## WORK REQUIRED
Continue the text on the Western Stone Forts, picking up after its last sentence.

## TEXT

begin

Western Stone Forts provide an exceptional opportunity for multi-disciplinary research, in particular in the rich fields of archaeology, early Irish history, and historical geography. The survival, down into the medieval era, of an economy/way of life based on cattle, rather than coinage, is not unique in a universal sense - such societies still exist, albeit on a smaller scale. As large, drystone structures, the forts per se are not unique. What make 'Western Stone Forts' of outstanding universal value is, the combination of well-preserved physical remains / landscape setting and the richness of surviving, relevant, contemporary historical texts.
The setting of Dún Aonghasa (on the Atlantic rim of Europe and at, what was at the time of its construction, the western tip of the known world), and the sheer scale of the monument, are imaginative and breathtaking.
Satements of authenticity and/or integrity
The authenticity of the forts (their form, design, materials, substance, location and setting) is validated by a wealth of archaeological and historical research conducted over the last two hundred years, or so. In recent times, in depth research has been carried out as part of the Western Stone Forts Project, under the auspices of the state-funded Discovery Programme. The results of that study (Cotter forthcoming) are due to be published as a two volume monograph in 2010. The project focussed on examining the cultural context of the Irish forts, and on comparative studies with other stone forts in Western Europe. Detailed instrument and photographic surveys were conducted of the most important Irish sites (this included the seven Aran forts, Caherconree and Benagh) and archaeological excavations were carried out at Dún Aonghasa and Dún Eoghanachta. Altogether about twenty different specialist reports were commissioned in the course of those excavations. The results greatly expand our knowledge of the chronology, origins and development, function and demise of the forts. Parallel historical research has helped to expand the explanatory framework and throw light on their overall cultural context. Ongoing landscape studies in the Burren and elsewhere are also helping to build up a picture of the broader environmental background. Contributions by European scholars have also advanced understanding of the different origins of morphologically similar fort types along the Atlantic seaboard of Western Europe.
The Western Stone Forts Project examined the restoration history of the forts (see below) and their historical authenticity can be verified.
The Aran Forts
The Aran Forts
All seven Aran forts were restored in the period 1884-1885. In the absence of official records, assessment of the impact of those works depends very much on comparing pre-restoration accounts, drawings, photos etc. with existing features. Following this type of analysis for the Aran forts, it appears that the 1884-85 works were largely confined to reinstating fallen sections of walling , constructing buttresses etc. The physical integrity and the testimonial value of the forts have therefore not been compromised. Clearance of the interiors at some of the forts may have had an impact on the preservation of the archaeological record. Dún Formna was remodelled as a castle bawn during the medieval period; only excavation could indicate to what extent this has impacted on the earlier settlement.

end

## DATASET CONTENT

begin

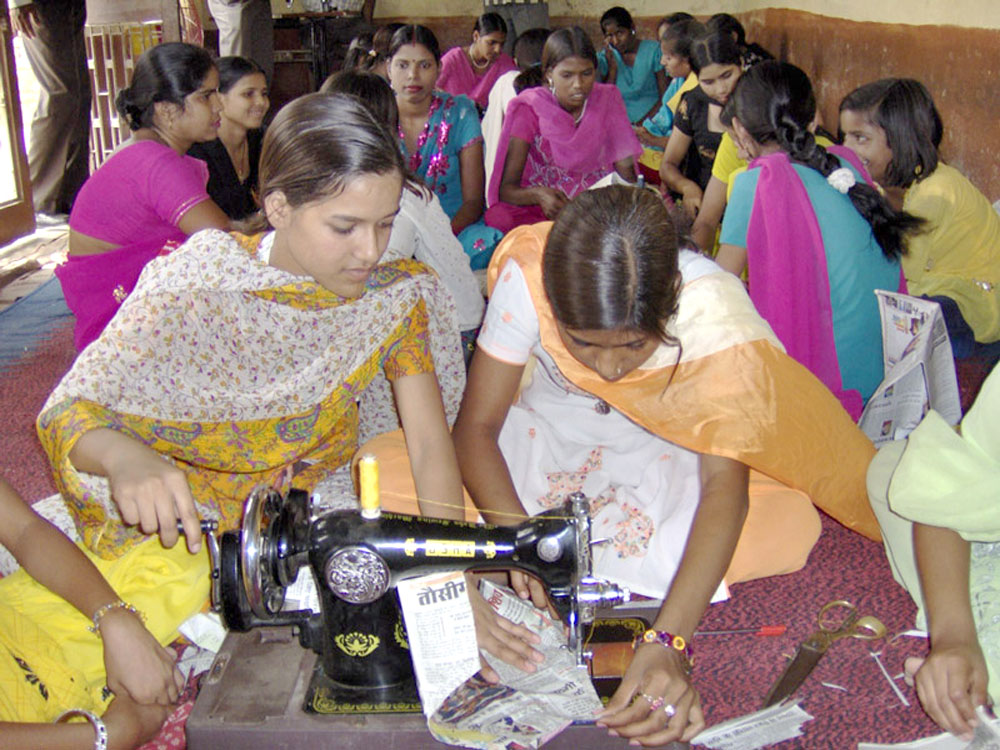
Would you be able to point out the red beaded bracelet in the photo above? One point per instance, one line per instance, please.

end

## EXPECTED ANSWER
Cahercommaun, Caherconree, Benagh and Staigue
Cahercommaun, Caherconree, Benagh and Staigue
As part of ongoing maintenance, some repairs have been carried out from time to time at Cahercommaun and Staigue. Subsequent to the 1934 excavations, the entrance to the inner enclosure at Cahercommaun was blocked up in order to protect the houses and other structures in the interior. This blocking wall remains in place, but, a raised platform now allows a view of the interior. The maintenance repairs at Staigue appear to have been of a relatively minor nature. No refurbishments or repairs have been carried out at Benagh. There is no official record of any conservation works at Caherconree. Some minor alterations (e.g. the creation of a second entrance in the inner wall; the construction of sheep pens in areas of wall collapse) postdate the abandonment of the fort.
The visual integrity of all of the above forts remains intact and their settings retain a good deal of the original landscape character. The traditional farming regime on the Aran Islands and on the high Burren, and the commonage system practised in the mountainous regions of Kerry have protected the settings from developments associated with intensive farming, or industry. This low impact farming has also helped to preserve other elements of the Early Medieval landscape.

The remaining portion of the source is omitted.